### WRITTEN TASK 1
In the bike restoration thread, what does Sticky Green intend to grind off the frame before the powder coat?
### WRITTEN TASK 2
Repeat everything in the bike restoration thread from "Yeah, that's pretty" down to "midlife (2 Jan 2022)".
### WRITTEN TASK 3
Go on with the bike restoration thread from the point where it stops.
— start of PAGE —
I've almost finished stripping the bike and it is surprisingly light even though I assumed it would be a little lighter being of lugless construction. I've just got the head races and the bottom bracket to remove and then I will weigh the frame and forks separately. The frame seems to be in very good condition with little rust. I intend to remove (grind off) the mudguard rings and smooth out the edges of the dropouts with some light filing (to reduce that cheap stamped out look) before the powder coat. These bikes really are lovely when polished up to show off their lugless frames.


----------



## Sticky Green (2 Jan 2022)

Gunk said:


> I flipped one a couple of years ago, we paid a tenner for it.
> 
> View attachment 624614


Yeah, that's pretty much what my original bike looked like when I was a kid. Though I think it didn't have the Equipe decal on the downtube. I understand why these can go for a tenner. Apart from the frame, which I love, the rest of the bike was made up of incredibly cheap parts (those steel rims were exciting? going down some of Barnsley's bigger hills in the rain). Thus my plan is to restore the frame and replace all the parts with those Campagnolo ones l dreamt of as a nipper. Luckily my project bike came with quite a few lovely (though in need of a good clean and polish) Campagnolo parts already fitted.


----------



## midlife (2 Jan 2022)

I see those brakes are Allen key fitting, are your originals nutted?


----------



## Sticky Green (2 Jan 2022)

midlife said:


> I see those brakes are Allen key fitting, are your originals nutted?


Yeah, but I will mod the frame/forks before powder coating.


----------



## bonzobanana (2 Jan 2022)

Sticky Green said:


> I've almost finished stripping the bike and it is surprisingly light even though I assumed it would be a little lighter being of lugless construction. I've just got the head races and the bottom bracket to remove and then I will weigh the frame and forks separately. The frame seems to be in very good condition with little rust. I intend to remove (grind off) the mudguard rings and smooth out the edges of the dropouts with some light filing (to reduce that cheap stamped out look) before the powder coat. These bikes really are lovely when polished up to show off their lugless frames.
— end of PAGE —
— start of MATERIAL PROVIDED —
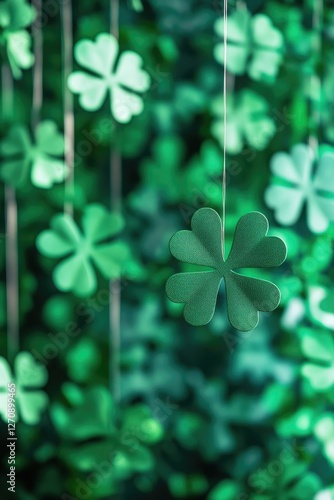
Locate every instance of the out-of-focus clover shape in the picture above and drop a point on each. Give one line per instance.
(80, 249)
(43, 157)
(318, 347)
(251, 248)
(14, 16)
(124, 80)
(248, 122)
(324, 430)
(253, 44)
(29, 377)
(294, 185)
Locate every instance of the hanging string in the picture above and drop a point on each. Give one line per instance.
(315, 80)
(114, 286)
(37, 99)
(12, 266)
(225, 121)
(67, 49)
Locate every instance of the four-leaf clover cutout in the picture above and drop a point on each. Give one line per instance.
(30, 376)
(124, 81)
(299, 180)
(248, 121)
(81, 249)
(203, 245)
(15, 15)
(253, 43)
(43, 158)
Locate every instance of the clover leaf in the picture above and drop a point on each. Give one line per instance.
(203, 246)
(15, 15)
(249, 121)
(324, 431)
(95, 437)
(253, 43)
(80, 249)
(295, 185)
(43, 157)
(29, 378)
(318, 348)
(124, 82)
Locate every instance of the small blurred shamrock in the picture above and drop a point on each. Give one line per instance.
(187, 486)
(162, 170)
(293, 186)
(65, 239)
(29, 377)
(14, 16)
(324, 431)
(124, 82)
(318, 348)
(294, 481)
(245, 296)
(95, 439)
(159, 224)
(41, 157)
(202, 177)
(248, 120)
(253, 43)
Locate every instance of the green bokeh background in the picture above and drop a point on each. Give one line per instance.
(205, 412)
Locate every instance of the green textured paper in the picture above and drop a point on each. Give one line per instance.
(124, 82)
(251, 248)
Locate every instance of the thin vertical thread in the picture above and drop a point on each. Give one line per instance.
(12, 265)
(38, 66)
(315, 80)
(67, 48)
(225, 122)
(115, 285)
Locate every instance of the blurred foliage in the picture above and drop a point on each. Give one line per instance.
(209, 411)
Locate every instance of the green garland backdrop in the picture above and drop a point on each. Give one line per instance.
(111, 138)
— end of MATERIAL PROVIDED —
### WRITTEN REPLY 1
The mudguard rings.

### WRITTEN REPLY 2
Yeah, that's pretty much what my original bike looked like when I was a kid. Though I think it didn't have the Equipe decal on the downtube. I understand why these can go for a tenner. Apart from the frame, which I love, the rest of the bike was made up of incredibly cheap parts (those steel rims were exciting? going down some of Barnsley's bigger hills in the rain). Thus my plan is to restore the frame and replace all the parts with those Campagnolo ones l dreamt of as a nipper. Luckily my project bike came with quite a few lovely (though in need of a good clean and polish) Campagnolo parts already fitted.


----------



## midlife (2 Jan 2022)

### WRITTEN REPLY 3
I must admit I'm curious to know what the frame weight will be with or without paint compared to the Reynolds chromoly frames or lower end high tensile steel frames I expect it to be somewhere in the middle. So are the are tubes butted? It used to be butting not only saves weight overall but provides more material for the weld area. You could in theory have thinner tubes with lugs as they are brazed and supported across a wider area in the lugs. I'm expecting a mid-level weight result but to be honest I don't know what a good reynolds chromoly frame would weigh or a basic high tensile steel frame of the time. You hear so much about CF frames being sub 1kg nowadays and aluminium being not far behind but unsure what these old steel frames would weigh. I have a Saracen Pylon frame from about 2009 which is a heavy duty aluminium commuting bike and I weighed the frame at 2.2kg. It's totally overbuilt with a reinforcement plate around the disc brake mount and lots of additional strengthening. I think it was one of the few frames I weighed out of curiousity. I suppose if I was guessing the weight of your frame I would say between 1.4 and 1.7kg. I've just googled and in a forum it stated a classic steel frame is about 4lbs which is 1.8kg but not sure if it meant classic high tensile basic frame or a more race focused chromoly steel frame. We need a long thread whenever people weigh their frames and forks they enter it into that thread. I'm sure it could be a valuable resource. Perhaps you could start one when you weigh yours.


----------



## Sticky Green (2 Jan 2022)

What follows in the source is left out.